A common data structure in C++ is the vector, which is a misnamed variable length array.
Here's a simplified common bit of code you might see:
void append(size_t n, std::vector &vec) {
for (size_t i = vec.size(); i < n; i++) {
vec.push_back(i);
}
}
I see this a lot, we all see this a lot, because programmers are lazy and don't think about memory allocation.
Why is this bad? Because Vector::pushback
checks to see if
vec.capacity() == vec.size()
and then reallocates the entire array if true.
You might reallocate multiple times in this loop depending on n, and you _know*
n
, so you may as well allocate the memory once, at the beginning.
void append(size_t n, std::vector &vec) {
size_t sz = vec.size();
vec.reserve(n);
for (size_t i = sz; i < n; i++) {
vec.push_back(i);
}
}
This is a pretty simple example, but I got in a discussion at work about it because it was discussed in This 2014 CppCon Talk by Chandler Carruth, one of the project leads on the new Carbon Language.
Specifically, I was bothered by the fact that Carruth, who is an expert on compiler optimization was recommending it. I expected that the compiler, which I worship like a God, could have made that change for you. Apparently not.
My boss, on the other hand, said he wouldn't trust anyone making that recommendation. He said you should use resize and bracket notation assignment.
I spent about 30-45 minutes with a co-worker trying to understand why resize would be faster than reserve and missed the forest for the trees.
There are two steps in both my boss's recommendation
void append(size_t n, std::vector &vec) {
size_t sz = vec.size();
vec.resize(n);
for (size_t i = sz; i < n; i++) {
vec[i] = i;
}
}
and Carruth's recommendation:
The difference between resize and reserve is that reserve allocates memory, but resize initializes it.
The key difference that we discovered, is that resize adjusts the size of the vector, where reserve does not. So
vec.size() == n / 10; // true
vec.resize(n);
vec.size() == n; // true
while
vec.size() == n / 10; // true
vec.reserve(n);
vec.size() == n / 10; // still true
So
vec.size() == n / 10; // true
vec.reserve(n);
vec.push_back(10);
vec.size() == (n / 10) + 1; // true
However, you cannot:
void append(size_t n, std::vector &vec) {
size_t sz = vec.size();
vec.reserve(n);
for (size_t i = sz; i < n; i++) {
vec[i] = i;
}
vec.size() == n; // false
}
But obviously, allocation + initialization (resize
) is slower than allocation
alone (reserve
), right?
........
◆ Directions ◆
• A. In the post on C++ vectors, who gave the 2014 CppCon talk that started the workplace discussion?
• B. Write out the portion of the post on C++ vectors starting with "A common data" and going on through "vec.capacity() == vec.size()".
The data that follow come from a separate source.

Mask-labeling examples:
........
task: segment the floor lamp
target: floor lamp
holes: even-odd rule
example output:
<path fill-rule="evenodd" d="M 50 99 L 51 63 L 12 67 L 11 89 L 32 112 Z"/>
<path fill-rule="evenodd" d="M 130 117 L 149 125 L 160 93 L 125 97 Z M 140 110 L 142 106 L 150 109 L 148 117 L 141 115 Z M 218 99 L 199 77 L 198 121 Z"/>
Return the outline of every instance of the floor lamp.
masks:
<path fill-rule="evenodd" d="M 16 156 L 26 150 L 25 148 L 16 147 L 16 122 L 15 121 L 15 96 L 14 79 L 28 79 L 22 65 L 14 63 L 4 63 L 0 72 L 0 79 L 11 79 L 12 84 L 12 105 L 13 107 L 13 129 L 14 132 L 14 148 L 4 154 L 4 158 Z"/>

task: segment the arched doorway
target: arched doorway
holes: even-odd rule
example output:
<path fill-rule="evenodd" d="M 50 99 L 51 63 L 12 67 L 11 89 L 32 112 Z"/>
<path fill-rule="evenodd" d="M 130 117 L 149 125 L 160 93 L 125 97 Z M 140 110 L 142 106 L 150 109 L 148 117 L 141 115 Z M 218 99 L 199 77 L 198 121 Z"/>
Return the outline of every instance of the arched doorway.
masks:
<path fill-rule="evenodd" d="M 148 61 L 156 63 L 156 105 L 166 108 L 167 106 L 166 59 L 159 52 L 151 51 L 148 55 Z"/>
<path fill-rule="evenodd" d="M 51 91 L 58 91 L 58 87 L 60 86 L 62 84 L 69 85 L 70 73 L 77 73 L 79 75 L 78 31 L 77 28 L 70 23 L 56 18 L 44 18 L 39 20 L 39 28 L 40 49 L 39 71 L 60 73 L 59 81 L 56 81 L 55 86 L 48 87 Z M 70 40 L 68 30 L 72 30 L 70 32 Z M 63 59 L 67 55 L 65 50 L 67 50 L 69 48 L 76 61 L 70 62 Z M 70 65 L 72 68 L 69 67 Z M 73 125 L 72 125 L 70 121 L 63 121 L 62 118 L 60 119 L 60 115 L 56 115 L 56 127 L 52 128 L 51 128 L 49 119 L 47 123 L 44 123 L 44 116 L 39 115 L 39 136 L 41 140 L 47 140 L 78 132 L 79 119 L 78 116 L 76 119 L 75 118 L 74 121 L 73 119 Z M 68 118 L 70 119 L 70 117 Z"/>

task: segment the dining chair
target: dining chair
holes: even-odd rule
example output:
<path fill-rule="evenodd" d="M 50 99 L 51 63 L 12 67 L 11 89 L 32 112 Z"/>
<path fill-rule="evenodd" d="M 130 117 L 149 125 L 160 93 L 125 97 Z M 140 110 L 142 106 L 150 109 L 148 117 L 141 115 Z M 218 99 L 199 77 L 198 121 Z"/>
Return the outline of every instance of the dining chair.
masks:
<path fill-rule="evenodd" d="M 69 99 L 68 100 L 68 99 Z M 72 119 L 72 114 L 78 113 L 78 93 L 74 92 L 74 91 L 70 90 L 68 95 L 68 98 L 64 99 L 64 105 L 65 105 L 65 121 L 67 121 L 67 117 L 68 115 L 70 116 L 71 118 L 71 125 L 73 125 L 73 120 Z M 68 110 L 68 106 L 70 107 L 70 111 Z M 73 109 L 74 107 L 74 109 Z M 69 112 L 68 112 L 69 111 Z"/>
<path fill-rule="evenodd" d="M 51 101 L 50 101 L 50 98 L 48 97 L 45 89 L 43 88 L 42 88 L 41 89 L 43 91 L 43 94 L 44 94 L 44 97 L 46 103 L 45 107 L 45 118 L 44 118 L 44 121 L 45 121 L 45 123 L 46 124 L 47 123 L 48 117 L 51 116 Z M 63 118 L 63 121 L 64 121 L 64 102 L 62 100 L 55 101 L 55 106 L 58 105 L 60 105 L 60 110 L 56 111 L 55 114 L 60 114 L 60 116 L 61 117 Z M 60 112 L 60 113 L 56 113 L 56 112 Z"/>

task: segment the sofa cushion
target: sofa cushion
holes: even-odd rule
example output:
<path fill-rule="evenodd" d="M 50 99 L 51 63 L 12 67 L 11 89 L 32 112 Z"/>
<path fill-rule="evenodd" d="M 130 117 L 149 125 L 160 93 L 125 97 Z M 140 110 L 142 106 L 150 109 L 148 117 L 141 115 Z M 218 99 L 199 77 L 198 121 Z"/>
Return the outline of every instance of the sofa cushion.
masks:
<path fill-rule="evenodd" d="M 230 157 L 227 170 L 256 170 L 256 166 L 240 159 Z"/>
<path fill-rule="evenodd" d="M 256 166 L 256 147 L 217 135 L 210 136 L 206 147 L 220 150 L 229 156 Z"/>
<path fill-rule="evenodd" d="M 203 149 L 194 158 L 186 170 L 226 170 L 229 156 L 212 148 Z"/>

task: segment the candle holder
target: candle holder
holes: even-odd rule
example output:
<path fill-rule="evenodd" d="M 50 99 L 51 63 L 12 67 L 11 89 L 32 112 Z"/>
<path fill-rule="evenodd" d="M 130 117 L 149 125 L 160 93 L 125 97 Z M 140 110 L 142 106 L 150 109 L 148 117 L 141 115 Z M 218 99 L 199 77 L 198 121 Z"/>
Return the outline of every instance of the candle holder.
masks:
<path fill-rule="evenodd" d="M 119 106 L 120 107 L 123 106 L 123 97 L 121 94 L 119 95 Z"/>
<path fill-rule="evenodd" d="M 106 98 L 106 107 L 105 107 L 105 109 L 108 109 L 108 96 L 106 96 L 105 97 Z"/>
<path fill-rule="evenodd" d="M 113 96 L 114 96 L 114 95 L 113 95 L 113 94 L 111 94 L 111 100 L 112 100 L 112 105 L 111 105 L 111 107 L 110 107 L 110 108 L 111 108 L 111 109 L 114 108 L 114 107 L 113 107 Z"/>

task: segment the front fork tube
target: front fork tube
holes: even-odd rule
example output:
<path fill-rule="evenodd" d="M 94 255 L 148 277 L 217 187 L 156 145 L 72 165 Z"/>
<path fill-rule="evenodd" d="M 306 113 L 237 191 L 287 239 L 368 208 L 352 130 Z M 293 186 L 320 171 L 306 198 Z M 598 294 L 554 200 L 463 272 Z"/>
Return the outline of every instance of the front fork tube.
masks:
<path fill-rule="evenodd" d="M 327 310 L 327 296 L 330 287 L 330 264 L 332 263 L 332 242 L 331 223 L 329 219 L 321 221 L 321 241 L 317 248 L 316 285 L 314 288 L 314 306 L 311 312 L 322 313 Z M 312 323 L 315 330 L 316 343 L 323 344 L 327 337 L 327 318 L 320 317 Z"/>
........
◆ Results for the exercise ◆
• A. Chandler Carruth, one of the project leads on the new Carbon Language.

• B.
A common data structure in C++ is the vector, which is a misnamed variable length array.
Here's a simplified common bit of code you might see:
void append(size_t n, std::vector &vec) {
for (size_t i = vec.size(); i < n; i++) {
vec.push_back(i);
}
}
I see this a lot, we all see this a lot, because programmers are lazy and don't think about memory allocation.
Why is this bad? Because Vector::pushback
checks to see if
vec.capacity() == vec.size()